Below are the records. Reproduce the line that contains "# identify a point on every instance of the glass" and every line after it to the end, exactly and alone.

*** Opening Material for this task ***

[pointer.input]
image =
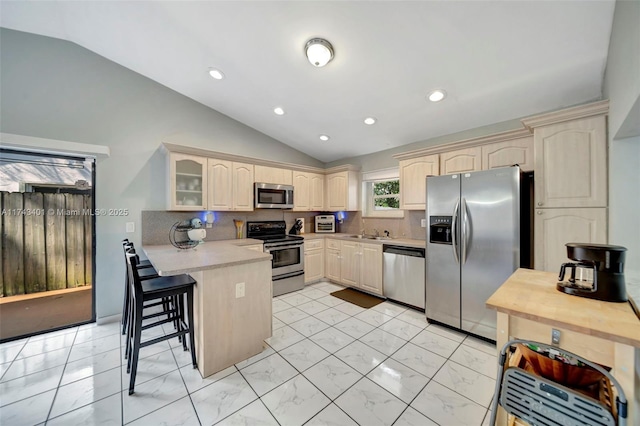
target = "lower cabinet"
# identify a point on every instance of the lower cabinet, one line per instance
(332, 260)
(313, 260)
(361, 266)
(553, 228)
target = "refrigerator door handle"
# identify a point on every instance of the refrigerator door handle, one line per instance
(454, 229)
(466, 230)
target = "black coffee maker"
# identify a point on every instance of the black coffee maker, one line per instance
(597, 273)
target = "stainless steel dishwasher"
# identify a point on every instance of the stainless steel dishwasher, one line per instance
(403, 274)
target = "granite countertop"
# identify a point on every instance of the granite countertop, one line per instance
(408, 242)
(168, 260)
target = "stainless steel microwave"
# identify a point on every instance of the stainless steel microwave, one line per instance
(273, 196)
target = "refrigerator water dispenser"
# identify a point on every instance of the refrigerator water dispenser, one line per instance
(440, 229)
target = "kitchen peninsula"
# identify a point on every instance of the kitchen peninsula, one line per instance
(232, 299)
(529, 306)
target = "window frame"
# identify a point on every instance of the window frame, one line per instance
(368, 181)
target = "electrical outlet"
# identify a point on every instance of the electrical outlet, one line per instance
(239, 290)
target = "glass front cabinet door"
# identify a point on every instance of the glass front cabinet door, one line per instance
(187, 182)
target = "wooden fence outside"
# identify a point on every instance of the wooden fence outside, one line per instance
(46, 242)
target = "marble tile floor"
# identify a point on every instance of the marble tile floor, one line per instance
(328, 363)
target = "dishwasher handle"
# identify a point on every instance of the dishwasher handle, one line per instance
(403, 251)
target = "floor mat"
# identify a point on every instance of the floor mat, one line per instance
(357, 298)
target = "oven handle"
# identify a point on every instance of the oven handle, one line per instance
(280, 245)
(289, 275)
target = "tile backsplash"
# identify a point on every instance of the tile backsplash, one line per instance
(156, 224)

*** Closing Material for this task ***

→ **Final answer**:
# identify a point on every instance of the glass front cabinet door, one line per instance
(187, 182)
target = "wooden fence outside"
# identify a point on every instance of the wooden fence outside, one line per instance
(46, 242)
target = "marble tile floor"
# identify a point on every instance of the marble tile floor, one line per instance
(328, 363)
target = "dishwasher handle"
# identify a point on every instance of the dishwasher handle, one line per instance
(403, 251)
target = "floor mat"
# identify a point on every instance of the floor mat, one line per instance
(357, 298)
target = "oven handle"
# identify a point on every instance of the oven handle, one line per instance
(280, 245)
(289, 275)
target = "tile backsplash"
# identify a point on every instance of the tile backsplash, one line per instance
(156, 224)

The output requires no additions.